### Excerpt
________________________________________
Two years before the allegations of sexual harassment and abuse against Harvey Weinstein became public, his own brother and business partner, Bob Weinstein, confronted him, pleading with him to get medical treatment for what he described as many years of "misbehaviour."
"You have brought shame to the family and your company through your misbehaviour," Bob Weinstein wrote. "Your reaction was once more to blame the victims, or to minimise the misbehaviour in various ways. If you think nothing is wrong with your misbehaviour so in this area then announce it to your wife and family."
The previously unreported letter is reprinted in full in She Said: Breaking the Sexual Harassment Story That Helped Ignite a Movement, a new book by Jodi Kantor and Megan Twohey, two reporters at The New York Times who broke the story of Harvey Weinstein's alleged misdeeds, helping to spark the global #MeToo reckoning. The book, to be published Tuesday in the US by Penguin Press, sheds new light on the roles that several figures played in enabling Weinstein and covering up his misdeeds, and names key sources who helped reporters break the story — including company officials, Hollywood stars and other victims of the producer's alleged abuse.
Drawing on new reporting and previously undisclosed corporate records, emails and text messages, She Said uncovers more on the extent of Weinstein's alleged transgressions, and the labyrinth of secret settlements and restrictive nondisclosure agreements that allowed Weinstein and other men in positions of power to conceal their behavior and thrive in their careers, in some cases finding new victims.
Weinstein, who is facing a criminal trial on charges of sexual assault and rape, has denied ever having had non consensual sex and pleaded not guilty.
________________________________________
### Data extract
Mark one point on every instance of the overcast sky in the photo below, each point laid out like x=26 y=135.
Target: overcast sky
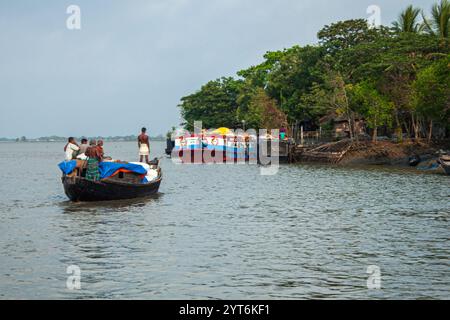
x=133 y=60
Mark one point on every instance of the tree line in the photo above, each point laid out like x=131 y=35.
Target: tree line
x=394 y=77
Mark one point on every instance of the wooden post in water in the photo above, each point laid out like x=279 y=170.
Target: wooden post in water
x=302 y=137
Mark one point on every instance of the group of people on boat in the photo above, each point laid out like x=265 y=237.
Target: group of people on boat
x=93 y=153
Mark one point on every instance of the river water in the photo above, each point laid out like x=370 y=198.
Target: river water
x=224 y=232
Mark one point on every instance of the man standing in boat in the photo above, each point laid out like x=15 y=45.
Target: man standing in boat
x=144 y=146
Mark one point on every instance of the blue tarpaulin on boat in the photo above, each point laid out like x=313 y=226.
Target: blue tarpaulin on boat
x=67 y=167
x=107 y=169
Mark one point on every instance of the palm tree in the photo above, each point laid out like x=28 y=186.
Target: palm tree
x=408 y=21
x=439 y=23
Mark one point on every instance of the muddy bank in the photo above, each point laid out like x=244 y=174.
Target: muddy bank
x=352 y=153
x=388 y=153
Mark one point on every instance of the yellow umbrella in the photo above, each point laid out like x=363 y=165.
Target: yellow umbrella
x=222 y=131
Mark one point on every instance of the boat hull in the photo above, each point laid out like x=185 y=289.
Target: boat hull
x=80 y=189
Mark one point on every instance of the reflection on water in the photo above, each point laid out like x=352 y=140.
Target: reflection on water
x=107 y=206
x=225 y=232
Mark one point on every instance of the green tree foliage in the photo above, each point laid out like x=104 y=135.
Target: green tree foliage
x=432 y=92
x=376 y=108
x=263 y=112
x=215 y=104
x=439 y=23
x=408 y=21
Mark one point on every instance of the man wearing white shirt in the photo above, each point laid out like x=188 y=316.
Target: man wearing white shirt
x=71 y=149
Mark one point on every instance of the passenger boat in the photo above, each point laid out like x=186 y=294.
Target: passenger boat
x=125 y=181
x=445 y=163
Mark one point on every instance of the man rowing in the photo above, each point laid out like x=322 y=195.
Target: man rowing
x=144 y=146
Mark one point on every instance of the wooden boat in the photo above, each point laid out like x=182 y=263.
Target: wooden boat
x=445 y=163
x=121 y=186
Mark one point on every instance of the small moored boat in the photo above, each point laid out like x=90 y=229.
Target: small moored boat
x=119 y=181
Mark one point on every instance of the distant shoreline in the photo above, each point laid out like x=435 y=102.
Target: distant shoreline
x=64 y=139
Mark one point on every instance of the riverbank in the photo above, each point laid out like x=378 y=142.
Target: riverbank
________________________________________
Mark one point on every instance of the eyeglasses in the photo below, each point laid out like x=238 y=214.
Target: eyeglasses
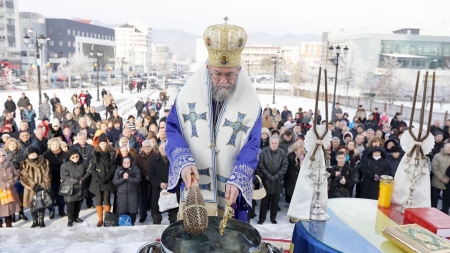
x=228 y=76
________________________________________
### Exercise
Carry on the article about Bob Weinstein's letter and the book She Said, starting after its last sentence.

### Result for this exercise
One of the central figures of She Said is a former top executive at the Weinstein Co.: Irwin Reiter. Reiter, an accountant who worked for Weinstein for decades, was increasingly alarmed by his behavior toward women and had raised concerns within the company, to no avail. The book discloses that it was Reiter who provided the reporters with an explosive internal memo from an employee who described Weinstein's routine harassment of junior female employees and actresses. Reiter also alerted Kantor and Twohey, who were investigating financial settlements for sexual harassment from decades ago, to other recent accusations against Weinstein, bringing new urgency to the investigation.
She Said similarly discloses the identity of a Weinstein accuser who has put off inquiries from journalists for 15 years, Rowena Chiu, a former assistant at Miramax who received a settlement in 1998 after Weinstein allegedly assaulted her in a hotel room. In Chiu's account, which she shares in detail for the first time, she describes being silenced by a restrictive nondisclosure agreement and lured back to a job at Miramax in an apparent effort by Weinstein to keep her close. She struggled with depression and attempted suicide. She stayed silent for nearly 20 years, even declining to tell her husband about the predation or the settlement. (Weinstein has disputed her story.)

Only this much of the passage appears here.